→ **O que se pede**
Informe quantas linhas das entradas abaixo contêm a palavra "list". Responda somente com o número.

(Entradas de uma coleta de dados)
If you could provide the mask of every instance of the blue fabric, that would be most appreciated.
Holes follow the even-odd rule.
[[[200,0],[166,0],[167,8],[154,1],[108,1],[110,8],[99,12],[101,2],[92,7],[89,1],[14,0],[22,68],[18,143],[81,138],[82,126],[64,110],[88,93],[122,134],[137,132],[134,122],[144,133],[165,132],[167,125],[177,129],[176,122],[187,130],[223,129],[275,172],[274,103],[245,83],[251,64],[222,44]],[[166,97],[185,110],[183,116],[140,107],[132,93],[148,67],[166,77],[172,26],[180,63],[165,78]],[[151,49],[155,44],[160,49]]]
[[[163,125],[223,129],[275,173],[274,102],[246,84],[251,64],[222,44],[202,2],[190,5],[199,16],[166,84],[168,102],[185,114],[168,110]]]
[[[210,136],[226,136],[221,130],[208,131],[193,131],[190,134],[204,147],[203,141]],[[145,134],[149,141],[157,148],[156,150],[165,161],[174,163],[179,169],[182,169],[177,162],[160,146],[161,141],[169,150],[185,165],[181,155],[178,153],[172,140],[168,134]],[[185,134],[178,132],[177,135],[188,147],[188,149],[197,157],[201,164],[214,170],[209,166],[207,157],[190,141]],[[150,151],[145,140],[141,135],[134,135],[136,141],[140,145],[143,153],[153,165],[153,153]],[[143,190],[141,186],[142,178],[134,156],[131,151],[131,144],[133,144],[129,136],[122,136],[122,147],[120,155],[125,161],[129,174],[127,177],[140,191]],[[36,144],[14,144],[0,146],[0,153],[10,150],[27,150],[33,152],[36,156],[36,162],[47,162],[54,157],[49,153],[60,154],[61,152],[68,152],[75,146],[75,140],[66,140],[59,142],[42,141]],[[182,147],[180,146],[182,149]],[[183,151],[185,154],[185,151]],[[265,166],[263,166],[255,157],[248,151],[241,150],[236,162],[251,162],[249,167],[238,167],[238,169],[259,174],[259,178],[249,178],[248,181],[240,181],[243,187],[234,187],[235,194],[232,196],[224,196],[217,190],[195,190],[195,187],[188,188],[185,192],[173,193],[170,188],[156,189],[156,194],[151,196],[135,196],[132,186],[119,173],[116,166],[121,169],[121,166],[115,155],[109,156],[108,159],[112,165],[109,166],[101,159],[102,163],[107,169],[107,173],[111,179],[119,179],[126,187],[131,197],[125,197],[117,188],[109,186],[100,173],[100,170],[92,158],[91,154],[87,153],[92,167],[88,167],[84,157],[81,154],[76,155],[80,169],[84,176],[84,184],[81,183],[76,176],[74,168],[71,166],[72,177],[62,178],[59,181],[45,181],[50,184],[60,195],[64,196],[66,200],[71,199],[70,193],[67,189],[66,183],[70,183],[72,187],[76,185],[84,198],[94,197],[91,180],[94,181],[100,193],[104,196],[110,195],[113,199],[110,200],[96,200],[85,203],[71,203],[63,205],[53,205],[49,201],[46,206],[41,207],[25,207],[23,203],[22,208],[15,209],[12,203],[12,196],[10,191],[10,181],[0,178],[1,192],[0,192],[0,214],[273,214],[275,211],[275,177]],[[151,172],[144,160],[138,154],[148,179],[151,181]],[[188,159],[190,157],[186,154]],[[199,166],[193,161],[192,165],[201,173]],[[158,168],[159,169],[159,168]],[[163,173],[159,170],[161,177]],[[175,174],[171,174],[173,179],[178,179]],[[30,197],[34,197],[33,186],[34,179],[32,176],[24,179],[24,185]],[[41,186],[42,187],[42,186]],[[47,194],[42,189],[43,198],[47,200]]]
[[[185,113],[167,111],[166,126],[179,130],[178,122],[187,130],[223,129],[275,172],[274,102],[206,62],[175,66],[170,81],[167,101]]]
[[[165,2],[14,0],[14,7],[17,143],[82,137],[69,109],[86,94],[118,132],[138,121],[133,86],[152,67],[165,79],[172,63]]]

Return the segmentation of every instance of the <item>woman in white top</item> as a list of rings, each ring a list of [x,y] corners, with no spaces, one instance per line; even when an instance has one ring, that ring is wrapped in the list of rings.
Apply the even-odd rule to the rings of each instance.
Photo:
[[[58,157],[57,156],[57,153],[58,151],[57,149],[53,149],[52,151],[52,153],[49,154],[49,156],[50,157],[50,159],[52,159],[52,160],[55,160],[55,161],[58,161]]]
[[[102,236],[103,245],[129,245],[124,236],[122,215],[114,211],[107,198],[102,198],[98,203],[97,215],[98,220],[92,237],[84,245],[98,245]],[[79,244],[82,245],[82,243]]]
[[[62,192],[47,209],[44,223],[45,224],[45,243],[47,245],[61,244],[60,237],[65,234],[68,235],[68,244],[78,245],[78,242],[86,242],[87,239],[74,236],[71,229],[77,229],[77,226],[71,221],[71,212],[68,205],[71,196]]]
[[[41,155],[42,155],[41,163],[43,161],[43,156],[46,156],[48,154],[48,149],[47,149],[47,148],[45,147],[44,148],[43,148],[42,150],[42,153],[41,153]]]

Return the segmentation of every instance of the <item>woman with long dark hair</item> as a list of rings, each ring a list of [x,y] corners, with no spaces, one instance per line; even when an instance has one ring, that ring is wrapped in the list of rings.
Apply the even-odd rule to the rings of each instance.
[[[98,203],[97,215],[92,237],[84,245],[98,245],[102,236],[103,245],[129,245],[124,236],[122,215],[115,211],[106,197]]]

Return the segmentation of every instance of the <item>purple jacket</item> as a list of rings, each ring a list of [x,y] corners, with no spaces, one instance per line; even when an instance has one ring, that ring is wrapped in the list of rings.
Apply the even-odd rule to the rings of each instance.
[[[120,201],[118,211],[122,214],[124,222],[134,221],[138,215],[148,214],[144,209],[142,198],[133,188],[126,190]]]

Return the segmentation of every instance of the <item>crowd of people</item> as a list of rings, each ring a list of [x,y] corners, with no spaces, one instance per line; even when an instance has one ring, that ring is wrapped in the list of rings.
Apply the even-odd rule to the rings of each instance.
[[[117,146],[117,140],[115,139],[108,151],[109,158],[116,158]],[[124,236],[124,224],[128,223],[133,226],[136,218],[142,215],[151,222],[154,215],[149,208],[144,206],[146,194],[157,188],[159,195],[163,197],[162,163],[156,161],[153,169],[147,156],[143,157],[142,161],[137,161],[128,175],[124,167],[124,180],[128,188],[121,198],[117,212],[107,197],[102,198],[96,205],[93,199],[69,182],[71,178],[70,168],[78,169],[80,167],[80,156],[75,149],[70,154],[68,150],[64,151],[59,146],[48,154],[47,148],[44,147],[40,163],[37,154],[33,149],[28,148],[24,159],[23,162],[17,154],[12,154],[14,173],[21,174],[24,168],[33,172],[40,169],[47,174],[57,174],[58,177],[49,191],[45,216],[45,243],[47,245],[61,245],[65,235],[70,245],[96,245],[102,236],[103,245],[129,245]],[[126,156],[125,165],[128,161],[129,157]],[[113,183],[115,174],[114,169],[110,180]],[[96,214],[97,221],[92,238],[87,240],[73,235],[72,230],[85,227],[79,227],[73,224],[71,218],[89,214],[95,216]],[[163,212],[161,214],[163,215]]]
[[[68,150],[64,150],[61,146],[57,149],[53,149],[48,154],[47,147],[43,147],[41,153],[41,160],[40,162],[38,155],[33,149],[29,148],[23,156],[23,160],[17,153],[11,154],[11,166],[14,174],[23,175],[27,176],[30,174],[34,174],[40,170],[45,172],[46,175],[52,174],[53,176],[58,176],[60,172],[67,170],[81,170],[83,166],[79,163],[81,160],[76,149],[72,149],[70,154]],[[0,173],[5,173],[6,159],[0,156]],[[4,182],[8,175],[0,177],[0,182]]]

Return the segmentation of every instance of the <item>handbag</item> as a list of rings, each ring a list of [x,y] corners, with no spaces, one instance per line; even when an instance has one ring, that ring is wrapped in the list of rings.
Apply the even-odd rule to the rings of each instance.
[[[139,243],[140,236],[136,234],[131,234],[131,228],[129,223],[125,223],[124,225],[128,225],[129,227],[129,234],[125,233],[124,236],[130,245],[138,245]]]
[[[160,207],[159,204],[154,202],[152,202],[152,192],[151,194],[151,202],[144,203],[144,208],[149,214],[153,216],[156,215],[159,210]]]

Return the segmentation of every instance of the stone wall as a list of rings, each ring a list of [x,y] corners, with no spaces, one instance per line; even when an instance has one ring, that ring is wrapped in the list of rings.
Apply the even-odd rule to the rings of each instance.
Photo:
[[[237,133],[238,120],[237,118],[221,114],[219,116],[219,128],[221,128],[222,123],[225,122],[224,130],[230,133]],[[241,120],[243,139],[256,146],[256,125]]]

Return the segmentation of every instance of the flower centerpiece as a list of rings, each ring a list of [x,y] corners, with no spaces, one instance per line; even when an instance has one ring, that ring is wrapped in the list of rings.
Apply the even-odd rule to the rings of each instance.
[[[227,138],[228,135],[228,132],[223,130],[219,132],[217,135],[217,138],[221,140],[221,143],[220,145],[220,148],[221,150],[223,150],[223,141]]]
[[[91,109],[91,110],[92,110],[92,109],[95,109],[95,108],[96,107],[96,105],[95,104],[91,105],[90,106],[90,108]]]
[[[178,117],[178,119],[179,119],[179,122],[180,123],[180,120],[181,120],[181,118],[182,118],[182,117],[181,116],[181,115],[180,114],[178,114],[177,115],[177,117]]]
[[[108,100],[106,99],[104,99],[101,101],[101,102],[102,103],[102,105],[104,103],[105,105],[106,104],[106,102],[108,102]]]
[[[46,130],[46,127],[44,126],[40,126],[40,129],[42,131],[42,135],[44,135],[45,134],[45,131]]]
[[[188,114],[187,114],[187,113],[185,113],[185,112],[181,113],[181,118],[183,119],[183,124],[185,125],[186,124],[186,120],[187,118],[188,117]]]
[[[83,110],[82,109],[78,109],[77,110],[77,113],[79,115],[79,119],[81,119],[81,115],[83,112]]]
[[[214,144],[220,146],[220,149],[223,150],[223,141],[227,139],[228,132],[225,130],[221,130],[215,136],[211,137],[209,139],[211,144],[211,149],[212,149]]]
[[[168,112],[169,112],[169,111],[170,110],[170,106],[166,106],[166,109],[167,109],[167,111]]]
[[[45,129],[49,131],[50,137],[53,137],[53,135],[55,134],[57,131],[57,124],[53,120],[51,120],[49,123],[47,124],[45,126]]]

→ **Resposta do exercício**
7